INPUT FOR THIS TASK -
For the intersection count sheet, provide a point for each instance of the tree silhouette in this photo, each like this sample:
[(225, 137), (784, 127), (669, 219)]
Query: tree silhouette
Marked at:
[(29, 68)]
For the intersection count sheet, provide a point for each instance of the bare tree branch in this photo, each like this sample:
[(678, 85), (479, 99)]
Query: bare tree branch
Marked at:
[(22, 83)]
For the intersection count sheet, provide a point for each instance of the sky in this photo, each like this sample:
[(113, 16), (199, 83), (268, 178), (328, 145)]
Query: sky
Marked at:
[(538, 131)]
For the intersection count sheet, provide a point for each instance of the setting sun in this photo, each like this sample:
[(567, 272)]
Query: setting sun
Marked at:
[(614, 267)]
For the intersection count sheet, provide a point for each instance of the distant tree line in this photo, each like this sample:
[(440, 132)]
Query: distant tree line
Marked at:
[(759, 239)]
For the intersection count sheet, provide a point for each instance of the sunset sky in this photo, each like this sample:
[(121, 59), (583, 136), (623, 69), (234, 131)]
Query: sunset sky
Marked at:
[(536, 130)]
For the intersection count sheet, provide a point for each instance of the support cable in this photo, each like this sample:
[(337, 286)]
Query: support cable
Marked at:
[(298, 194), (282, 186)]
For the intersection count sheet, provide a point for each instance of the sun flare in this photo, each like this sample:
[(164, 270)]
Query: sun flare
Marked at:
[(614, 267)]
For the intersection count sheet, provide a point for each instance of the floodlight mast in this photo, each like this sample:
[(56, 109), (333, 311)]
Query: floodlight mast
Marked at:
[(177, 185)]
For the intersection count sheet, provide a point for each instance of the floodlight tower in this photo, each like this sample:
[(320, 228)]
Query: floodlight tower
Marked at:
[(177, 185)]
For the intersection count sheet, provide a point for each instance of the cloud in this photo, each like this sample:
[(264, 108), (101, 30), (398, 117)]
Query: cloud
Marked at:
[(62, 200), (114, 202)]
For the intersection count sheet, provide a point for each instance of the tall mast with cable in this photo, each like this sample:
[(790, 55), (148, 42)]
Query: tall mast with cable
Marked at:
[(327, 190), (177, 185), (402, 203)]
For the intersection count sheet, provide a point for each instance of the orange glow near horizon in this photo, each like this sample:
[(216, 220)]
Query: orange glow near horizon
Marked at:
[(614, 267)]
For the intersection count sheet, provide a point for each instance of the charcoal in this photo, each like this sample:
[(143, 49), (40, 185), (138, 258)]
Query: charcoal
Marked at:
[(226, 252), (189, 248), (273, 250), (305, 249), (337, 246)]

WORK TO BE COMPLETED - Can you rewrite all of the material above with "intersection count sheet" replaced by "junction tally form" everywhere and nothing else changed?

TASK ANSWER -
For the junction tally form, provide a point for each instance of the tree silhouette in this photo, each like this sample:
[(225, 137), (784, 127), (669, 219)]
Query: tree silhouette
Marked at:
[(29, 68)]
For the junction tally form, provide a point for each instance of the bare tree branch in this photo, each like this sample:
[(678, 85), (479, 99)]
Query: bare tree branch
Marked at:
[(22, 83)]
For the junction tally form, provide a point for each instance of the sky in this photo, each like this sample:
[(113, 16), (199, 83), (268, 178), (328, 145)]
Query: sky
Marked at:
[(538, 131)]
For the junction tally form, provide a point for each instance of the setting sun in this photo, each like this sample:
[(567, 272)]
Query: setting sun
Marked at:
[(614, 267)]
For the junction tally form, provide a point for each instance of the distant tree line in this photo, each like this sample:
[(440, 132)]
Query: distant tree line
Marked at:
[(759, 239)]
For the junction tally form, provide a point for each instance of the sunset sky in this photo, each like this sample:
[(121, 59), (583, 136), (623, 69), (234, 131)]
Query: sunset sky
Marked at:
[(536, 130)]
For the junction tally form, provide a point for each instance of the support cable in this photo, each like this sample:
[(337, 286)]
Query: support cable
Marked at:
[(298, 194), (282, 186)]
For the junction tally form, provide a point for each instance of the sun flare in this photo, each like this sample:
[(164, 270)]
Query: sun flare
Marked at:
[(614, 267)]
For the junction tally form, provide a point for each instance of the floodlight mast in this photo, each like this sample:
[(56, 109), (333, 311)]
Query: floodlight mast
Marked at:
[(177, 185)]
For the junction tally form, provide a point for each instance of the floodlight tower in this photo, each like this sample:
[(320, 228)]
Query: floodlight tower
Marked at:
[(177, 185)]
For the junction tally form, provide a point for each instance of the cloud in this photo, each like this sample:
[(264, 108), (101, 30), (398, 117)]
Query: cloud
Marked at:
[(62, 200), (114, 202)]
For the junction tally form, provide a point for each instance of the tall mast with cable in this photo, each like this sample:
[(790, 55), (148, 42)]
Query: tall mast with cable
Marked at:
[(327, 190), (177, 185), (402, 203)]
For the junction tally form, provide a point for each instance of the orange glow near horizon in this photo, each like this sample:
[(216, 220)]
Query: orange glow near horizon
Marked at:
[(614, 267)]
For the junction tally form, provide a point for each instance of the charcoal in this photo, each like this sample:
[(143, 49), (40, 185), (138, 258)]
Query: charcoal
Marked at:
[(226, 252), (189, 248), (273, 250), (305, 249), (337, 246)]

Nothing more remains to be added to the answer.